◆ **Written request A**
Copy the passage on Ankara's early history between "Celtic history" and "Capitoline Museums, Rome.", inclusive.

+---+

The oldest settlements in and around the city centre of Ankara belong to the Hatti civilization which existed during the Bronze Age. The city grew significantly in size and importance under the Phrygians starting around 1000 BC, and experienced a large expansion following the mass migration from Gordion, (the capital of Phrygia), after an earthquake which severely damaged that city around that time. In Phrygian tradition, King Midas was venerated as the founder of Ancyra, but Pausanias mentions that the city was actually far older, which accords with present archaeological knowledge.[7]

Phrygian rule was succeeded first by Lydian and later by Persian rule, though the strongly Phrygian character of the peasantry remained, as evidenced by the gravestones of the much later Roman period. Persian sovereignty lasted until the Persians' defeat at the hands of Alexander the Great who conquered the city in 333 BC. Alexander came from Gordion to Ankara and stayed in the city for a short period. After his death at Babylon in 323 BC and the subsequent division of his empire amongst his generals, Ankara and its environs fell into the share of Antigonus.

Another important expansion took place under the Greeks of Pontos who came there around 300 BC and developed the city as a trading centre for the commerce of goods between the Black Sea ports and Crimea to the north; Assyria, Cyprus, and Lebanon to the south; and Georgia, Armenia and Persia to the east. By that time the city also took its name Áγκυρα (Ànkyra, meaning Anchor in Greek) which in slightly modified form provides the modern name of Ankara.

Celtic history

The Dying Gaul was a famous statue commissioned in some time between 230 BC and 220 BC by King Attalos I of Pergamon to honor his victory over the Celtic Galatians in Anatolia. Roman marble copy of a Hellenistic work of the late third century BCE. Capitoline Museums, Rome.

In 278 BC, the city, along with the rest of central Anatolia, was occupied by the Celtic race of Galatians, who were the first to make Ankara one of their main tribal centres, the headquarters of the Tectosages tribe. Other centres were Pessinos, today's Balhisar, for the Trocmi tribe, and Tavium, to the east of Ankara, for the Tolstibogii tribe. The city was then known as Ancyra. The Celtic element was probably relatively small in numbers; a warrior aristocracy which ruled over Phrygian-speaking peasants. However, the Celtic language continued to be spoken in Galatia for many centuries. At the end of the 4th century AD, St. Jerome, a native of Galatia, observed that the language spoken around Ankara was very similar to that being spoken in the northwest of the Roman world near Trier.

+---+

◆ **Written request B**
In the entries, switch "lace" to "cotton" in the lines between the ones holding "the girl's white" and "column 681, row 398", inclusive. Give back only those lines, with nothing else changed.

◆ **Recorded information**

+---+

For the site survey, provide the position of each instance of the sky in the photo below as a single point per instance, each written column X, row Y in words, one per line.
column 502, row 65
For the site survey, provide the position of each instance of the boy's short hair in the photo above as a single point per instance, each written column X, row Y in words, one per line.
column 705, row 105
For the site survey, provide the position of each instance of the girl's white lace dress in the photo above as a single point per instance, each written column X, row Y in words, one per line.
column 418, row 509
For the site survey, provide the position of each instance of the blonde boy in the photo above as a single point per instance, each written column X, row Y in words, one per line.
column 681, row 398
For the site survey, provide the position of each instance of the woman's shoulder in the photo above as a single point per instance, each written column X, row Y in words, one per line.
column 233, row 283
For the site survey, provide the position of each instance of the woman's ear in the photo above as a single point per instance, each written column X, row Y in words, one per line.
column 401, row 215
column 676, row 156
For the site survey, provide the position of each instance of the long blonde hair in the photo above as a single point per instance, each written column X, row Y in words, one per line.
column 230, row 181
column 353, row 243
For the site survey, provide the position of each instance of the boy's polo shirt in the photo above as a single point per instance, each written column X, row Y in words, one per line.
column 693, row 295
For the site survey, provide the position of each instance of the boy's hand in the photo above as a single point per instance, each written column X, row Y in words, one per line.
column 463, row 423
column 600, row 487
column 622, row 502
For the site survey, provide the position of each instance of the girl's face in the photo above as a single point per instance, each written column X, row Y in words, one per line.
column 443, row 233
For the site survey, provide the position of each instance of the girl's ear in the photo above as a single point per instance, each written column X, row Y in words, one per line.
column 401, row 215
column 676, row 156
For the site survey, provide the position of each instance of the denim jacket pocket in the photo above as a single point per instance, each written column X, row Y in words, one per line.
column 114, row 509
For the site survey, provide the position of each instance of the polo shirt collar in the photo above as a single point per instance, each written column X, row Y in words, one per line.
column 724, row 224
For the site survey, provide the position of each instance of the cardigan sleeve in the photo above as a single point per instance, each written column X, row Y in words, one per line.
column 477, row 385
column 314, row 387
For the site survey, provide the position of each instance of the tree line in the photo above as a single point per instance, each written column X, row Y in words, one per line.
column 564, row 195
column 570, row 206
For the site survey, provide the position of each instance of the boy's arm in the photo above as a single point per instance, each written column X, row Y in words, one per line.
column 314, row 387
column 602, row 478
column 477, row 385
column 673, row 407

+---+

◆ **Exercise response A**
Celtic history

The Dying Gaul was a famous statue commissioned in some time between 230 BC and 220 BC by King Attalos I of Pergamon to honor his victory over the Celtic Galatians in Anatolia. Roman marble copy of a Hellenistic work of the late third century BCE. Capitoline Museums, Rome.

◆ **Exercise response B**
For the site survey, provide the position of each instance of the girl's white cotton dress in the photo above as a single point per instance, each written column X, row Y in words, one per line.
column 418, row 509
For the site survey, provide the position of each instance of the blonde boy in the photo above as a single point per instance, each written column X, row Y in words, one per line.
column 681, row 398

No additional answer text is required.